Saved data entries
------------

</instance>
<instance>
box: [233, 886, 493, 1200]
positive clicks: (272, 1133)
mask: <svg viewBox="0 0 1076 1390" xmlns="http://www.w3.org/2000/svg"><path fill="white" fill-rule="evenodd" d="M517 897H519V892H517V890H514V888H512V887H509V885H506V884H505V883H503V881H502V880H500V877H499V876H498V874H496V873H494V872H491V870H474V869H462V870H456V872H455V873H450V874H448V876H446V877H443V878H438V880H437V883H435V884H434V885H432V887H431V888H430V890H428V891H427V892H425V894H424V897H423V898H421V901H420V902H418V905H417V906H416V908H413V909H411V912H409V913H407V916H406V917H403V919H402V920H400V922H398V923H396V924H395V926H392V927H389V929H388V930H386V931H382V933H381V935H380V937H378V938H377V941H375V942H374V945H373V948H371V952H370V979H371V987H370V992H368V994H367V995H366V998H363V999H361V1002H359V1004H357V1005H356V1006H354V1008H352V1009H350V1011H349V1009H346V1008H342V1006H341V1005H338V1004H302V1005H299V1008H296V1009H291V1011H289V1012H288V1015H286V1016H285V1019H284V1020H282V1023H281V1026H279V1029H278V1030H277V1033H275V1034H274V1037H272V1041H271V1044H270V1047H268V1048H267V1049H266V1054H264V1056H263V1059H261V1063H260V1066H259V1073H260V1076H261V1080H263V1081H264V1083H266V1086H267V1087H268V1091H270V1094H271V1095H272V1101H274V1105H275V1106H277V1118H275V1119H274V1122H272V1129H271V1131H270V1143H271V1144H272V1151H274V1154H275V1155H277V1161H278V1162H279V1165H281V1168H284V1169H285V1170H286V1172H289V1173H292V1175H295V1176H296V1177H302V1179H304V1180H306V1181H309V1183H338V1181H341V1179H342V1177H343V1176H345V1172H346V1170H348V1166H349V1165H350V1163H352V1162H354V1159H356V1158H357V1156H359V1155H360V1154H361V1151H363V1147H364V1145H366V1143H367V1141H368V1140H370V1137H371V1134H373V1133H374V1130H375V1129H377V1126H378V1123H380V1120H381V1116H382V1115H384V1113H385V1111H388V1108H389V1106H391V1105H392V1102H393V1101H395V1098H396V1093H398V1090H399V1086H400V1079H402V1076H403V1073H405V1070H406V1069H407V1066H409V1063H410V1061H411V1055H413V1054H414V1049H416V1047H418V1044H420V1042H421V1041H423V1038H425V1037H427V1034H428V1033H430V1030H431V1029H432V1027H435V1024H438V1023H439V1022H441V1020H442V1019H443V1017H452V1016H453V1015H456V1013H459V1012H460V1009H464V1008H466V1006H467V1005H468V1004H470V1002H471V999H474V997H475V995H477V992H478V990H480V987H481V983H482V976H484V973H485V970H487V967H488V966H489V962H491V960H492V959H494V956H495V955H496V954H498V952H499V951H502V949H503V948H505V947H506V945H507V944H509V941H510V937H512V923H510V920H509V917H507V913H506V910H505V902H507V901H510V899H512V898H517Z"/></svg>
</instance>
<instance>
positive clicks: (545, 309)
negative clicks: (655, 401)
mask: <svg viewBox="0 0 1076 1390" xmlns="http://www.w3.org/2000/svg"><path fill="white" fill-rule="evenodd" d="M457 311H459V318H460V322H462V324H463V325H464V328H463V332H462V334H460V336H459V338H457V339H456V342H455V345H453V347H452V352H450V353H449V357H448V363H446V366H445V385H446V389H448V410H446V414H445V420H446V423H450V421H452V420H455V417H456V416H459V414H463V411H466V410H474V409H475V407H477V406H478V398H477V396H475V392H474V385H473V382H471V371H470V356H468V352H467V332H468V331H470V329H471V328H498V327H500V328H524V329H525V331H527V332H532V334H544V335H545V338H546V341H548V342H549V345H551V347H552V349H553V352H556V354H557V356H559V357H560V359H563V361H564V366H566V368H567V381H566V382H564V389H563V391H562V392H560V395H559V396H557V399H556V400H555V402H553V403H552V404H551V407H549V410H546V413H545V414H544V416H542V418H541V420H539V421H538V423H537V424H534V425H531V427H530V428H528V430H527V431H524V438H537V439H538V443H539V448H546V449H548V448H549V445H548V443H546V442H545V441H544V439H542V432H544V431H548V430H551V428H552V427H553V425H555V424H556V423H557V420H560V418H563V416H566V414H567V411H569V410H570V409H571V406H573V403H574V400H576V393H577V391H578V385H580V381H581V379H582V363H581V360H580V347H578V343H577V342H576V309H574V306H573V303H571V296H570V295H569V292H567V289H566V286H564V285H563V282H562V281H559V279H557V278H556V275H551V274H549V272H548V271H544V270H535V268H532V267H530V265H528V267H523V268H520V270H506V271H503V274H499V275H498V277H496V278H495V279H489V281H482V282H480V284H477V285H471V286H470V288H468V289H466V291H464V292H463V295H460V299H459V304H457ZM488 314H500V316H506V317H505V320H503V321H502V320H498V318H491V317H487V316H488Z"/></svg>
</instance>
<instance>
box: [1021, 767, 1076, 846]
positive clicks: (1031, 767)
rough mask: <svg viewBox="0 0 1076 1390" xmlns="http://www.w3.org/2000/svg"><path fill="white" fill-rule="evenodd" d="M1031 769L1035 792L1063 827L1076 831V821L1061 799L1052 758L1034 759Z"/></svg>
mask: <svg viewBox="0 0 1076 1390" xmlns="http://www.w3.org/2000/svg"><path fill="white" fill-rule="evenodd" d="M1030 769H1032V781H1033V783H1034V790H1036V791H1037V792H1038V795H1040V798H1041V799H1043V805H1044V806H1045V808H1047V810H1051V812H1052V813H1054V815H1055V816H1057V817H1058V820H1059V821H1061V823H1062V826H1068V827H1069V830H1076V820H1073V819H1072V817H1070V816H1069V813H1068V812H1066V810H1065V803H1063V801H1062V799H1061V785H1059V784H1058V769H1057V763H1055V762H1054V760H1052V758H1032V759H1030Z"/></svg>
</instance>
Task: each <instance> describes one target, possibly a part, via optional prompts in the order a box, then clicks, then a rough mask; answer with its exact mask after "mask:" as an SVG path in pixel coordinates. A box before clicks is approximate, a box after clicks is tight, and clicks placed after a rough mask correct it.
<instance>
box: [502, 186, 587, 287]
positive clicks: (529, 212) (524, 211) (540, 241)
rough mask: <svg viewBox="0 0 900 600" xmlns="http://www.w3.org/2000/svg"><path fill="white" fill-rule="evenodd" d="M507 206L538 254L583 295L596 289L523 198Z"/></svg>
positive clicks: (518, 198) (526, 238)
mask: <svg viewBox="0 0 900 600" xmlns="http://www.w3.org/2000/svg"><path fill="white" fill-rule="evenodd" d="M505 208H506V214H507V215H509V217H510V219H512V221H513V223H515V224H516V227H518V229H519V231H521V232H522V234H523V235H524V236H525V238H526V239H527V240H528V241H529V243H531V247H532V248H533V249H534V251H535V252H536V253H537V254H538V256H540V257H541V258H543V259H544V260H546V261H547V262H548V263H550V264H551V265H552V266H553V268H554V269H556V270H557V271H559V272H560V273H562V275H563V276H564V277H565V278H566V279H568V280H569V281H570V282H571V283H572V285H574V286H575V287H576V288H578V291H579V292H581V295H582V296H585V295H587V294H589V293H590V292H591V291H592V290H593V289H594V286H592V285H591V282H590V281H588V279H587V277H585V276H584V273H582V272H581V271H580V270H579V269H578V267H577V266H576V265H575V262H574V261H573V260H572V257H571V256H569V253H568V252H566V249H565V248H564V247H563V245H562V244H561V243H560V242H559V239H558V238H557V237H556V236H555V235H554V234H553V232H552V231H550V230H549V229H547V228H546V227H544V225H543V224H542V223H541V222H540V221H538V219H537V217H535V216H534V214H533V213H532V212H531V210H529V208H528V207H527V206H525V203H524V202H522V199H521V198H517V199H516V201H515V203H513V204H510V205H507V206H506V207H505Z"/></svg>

------------

Goal of the exercise
Set down all of the entries again, keeping every line exactly as it is.

Problem solution
</instance>
<instance>
box: [233, 886, 493, 1200]
positive clicks: (272, 1133)
mask: <svg viewBox="0 0 1076 1390" xmlns="http://www.w3.org/2000/svg"><path fill="white" fill-rule="evenodd" d="M517 897H519V892H517V890H514V888H512V887H509V885H506V884H505V883H503V881H502V880H500V877H499V876H498V874H496V873H494V872H491V870H474V869H462V870H456V872H455V873H450V874H448V876H446V877H443V878H438V880H437V883H435V884H434V885H432V887H431V888H430V890H428V891H427V892H425V894H424V897H423V898H421V901H420V902H418V905H417V906H416V908H413V909H411V912H409V913H407V916H406V917H403V919H402V920H400V922H398V923H396V924H395V926H392V927H389V929H388V930H386V931H382V933H381V935H380V937H378V938H377V941H375V942H374V945H373V948H371V952H370V979H371V987H370V992H368V994H367V995H366V998H363V999H361V1002H359V1004H357V1005H356V1006H354V1008H352V1009H350V1011H349V1009H346V1008H342V1006H341V1005H338V1004H302V1005H299V1008H296V1009H291V1011H289V1012H288V1015H286V1016H285V1019H284V1020H282V1023H281V1026H279V1029H278V1030H277V1033H275V1034H274V1037H272V1041H271V1044H270V1047H268V1048H267V1049H266V1054H264V1056H263V1059H261V1063H260V1066H259V1073H260V1076H261V1080H263V1081H264V1083H266V1086H267V1087H268V1091H270V1094H271V1095H272V1101H274V1105H275V1106H277V1118H275V1119H274V1122H272V1129H271V1131H270V1143H271V1144H272V1151H274V1154H275V1155H277V1161H278V1162H279V1165H281V1168H284V1169H285V1170H286V1172H289V1173H292V1175H295V1176H296V1177H302V1179H304V1180H306V1181H309V1183H338V1181H341V1179H342V1177H343V1176H345V1172H346V1170H348V1166H349V1165H350V1163H352V1162H354V1159H356V1158H357V1156H359V1155H360V1154H361V1151H363V1147H364V1145H366V1143H367V1141H368V1140H370V1137H371V1134H373V1133H374V1130H375V1129H377V1126H378V1123H380V1120H381V1116H382V1115H384V1113H385V1111H388V1108H389V1106H391V1105H392V1102H393V1101H395V1098H396V1093H398V1090H399V1086H400V1079H402V1076H403V1073H405V1070H406V1069H407V1066H409V1063H410V1061H411V1055H413V1054H414V1049H416V1047H418V1044H420V1042H421V1041H423V1038H425V1037H427V1034H428V1033H430V1030H431V1029H432V1027H435V1024H438V1023H439V1022H441V1020H442V1019H443V1017H452V1016H453V1015H456V1013H459V1012H460V1009H464V1008H466V1006H467V1005H468V1004H470V1002H471V999H474V997H475V995H477V992H478V990H480V987H481V983H482V976H484V973H485V970H487V967H488V966H489V962H491V960H492V959H494V956H495V955H496V954H498V952H499V951H502V949H503V948H505V947H506V945H507V944H509V941H510V937H512V923H510V920H509V917H507V913H506V910H505V902H507V901H510V899H512V898H517Z"/></svg>
</instance>
<instance>
positive clicks: (545, 309)
negative clicks: (655, 401)
mask: <svg viewBox="0 0 1076 1390" xmlns="http://www.w3.org/2000/svg"><path fill="white" fill-rule="evenodd" d="M457 311H459V318H460V322H462V324H463V325H464V328H463V332H462V334H460V336H459V338H457V339H456V342H455V345H453V347H452V352H450V353H449V357H448V363H446V366H445V385H446V389H448V410H446V414H445V420H446V423H450V421H452V420H455V417H456V416H459V414H463V411H466V410H474V409H475V407H477V406H478V398H477V396H475V392H474V385H473V382H471V371H470V356H468V352H467V332H468V331H470V329H471V328H498V327H500V328H524V329H525V331H527V332H532V334H544V335H545V338H546V341H548V342H549V345H551V347H552V349H553V352H556V354H557V356H559V357H560V359H563V361H564V366H566V368H567V381H566V382H564V389H563V391H562V392H560V395H559V396H557V399H556V400H555V402H553V403H552V404H551V407H549V410H546V413H545V414H544V416H542V418H541V420H539V421H538V423H537V424H534V425H531V427H530V428H528V430H527V431H524V438H537V439H538V443H539V448H546V449H548V448H549V445H548V443H546V442H545V441H544V439H542V432H544V431H548V430H551V428H552V427H553V425H555V424H556V423H557V420H560V418H563V416H566V414H567V411H569V410H570V409H571V406H573V403H574V400H576V393H577V391H578V385H580V381H581V379H582V363H581V360H580V347H578V343H577V342H576V309H574V306H573V303H571V296H570V295H569V292H567V289H566V286H564V285H563V282H562V281H559V279H557V278H556V275H551V274H549V272H548V271H544V270H535V268H532V267H530V265H528V267H523V268H520V270H506V271H503V274H499V275H498V277H496V278H495V279H489V281H482V282H480V284H477V285H471V286H470V288H468V289H466V291H464V292H463V295H460V299H459V304H457ZM488 314H500V316H506V317H505V320H503V321H502V320H498V318H491V317H487V316H488Z"/></svg>
</instance>
<instance>
box: [1021, 767, 1076, 846]
positive clicks: (1031, 767)
rough mask: <svg viewBox="0 0 1076 1390" xmlns="http://www.w3.org/2000/svg"><path fill="white" fill-rule="evenodd" d="M1031 769L1035 792L1063 827L1076 831V821L1061 799L1052 758L1034 759Z"/></svg>
mask: <svg viewBox="0 0 1076 1390" xmlns="http://www.w3.org/2000/svg"><path fill="white" fill-rule="evenodd" d="M1030 769H1032V781H1033V783H1034V790H1036V791H1037V792H1038V795H1040V798H1041V799H1043V805H1044V806H1045V808H1047V810H1051V812H1052V813H1054V815H1055V816H1057V817H1058V820H1059V821H1061V823H1062V826H1068V827H1069V830H1076V820H1073V819H1072V817H1070V816H1069V813H1068V812H1066V810H1065V803H1063V801H1062V799H1061V785H1059V784H1058V769H1057V763H1055V762H1054V760H1052V758H1032V759H1030Z"/></svg>
</instance>
Task: each <instance> describes one target, possibly a part, via optional prompts in the order a box, then clicks, then a rough mask; answer with its exact mask after "mask:" as an SVG path in pixel coordinates. A box before clicks is approximate, a box after clicks is tight, and clicks placed after a rough mask correct it.
<instance>
box: [502, 186, 587, 287]
positive clicks: (529, 212) (524, 211) (540, 241)
rough mask: <svg viewBox="0 0 900 600" xmlns="http://www.w3.org/2000/svg"><path fill="white" fill-rule="evenodd" d="M507 206L538 254L583 295L596 289L523 198Z"/></svg>
positive clicks: (518, 198) (526, 238)
mask: <svg viewBox="0 0 900 600" xmlns="http://www.w3.org/2000/svg"><path fill="white" fill-rule="evenodd" d="M505 208H506V214H507V215H509V217H510V219H512V221H513V223H515V224H516V227H518V229H519V231H521V232H522V234H523V235H524V236H525V238H526V239H527V240H528V241H529V243H531V247H532V248H533V249H534V251H535V252H536V253H537V254H538V256H540V257H541V258H543V259H544V260H546V261H547V262H548V263H550V264H551V265H552V266H553V268H554V269H556V270H557V271H559V272H560V273H562V275H563V276H564V277H565V278H566V279H568V280H569V281H570V282H571V283H572V285H574V286H575V287H576V288H578V291H579V292H581V295H582V296H585V295H587V294H589V293H590V292H591V291H592V290H593V289H594V286H592V285H591V282H590V281H588V279H587V277H585V276H584V273H582V272H581V271H580V270H579V269H578V267H577V266H576V265H575V262H574V261H573V260H572V257H571V256H569V253H568V252H566V249H565V248H564V247H563V245H562V244H561V243H560V242H559V239H558V238H557V237H556V236H555V235H554V234H553V232H552V231H550V230H549V229H547V228H546V227H544V225H543V224H542V223H541V222H540V221H538V219H537V217H535V216H534V214H533V213H532V212H531V210H529V208H528V207H527V206H525V203H524V202H522V199H521V198H517V199H516V201H515V203H513V204H510V205H507V206H506V207H505Z"/></svg>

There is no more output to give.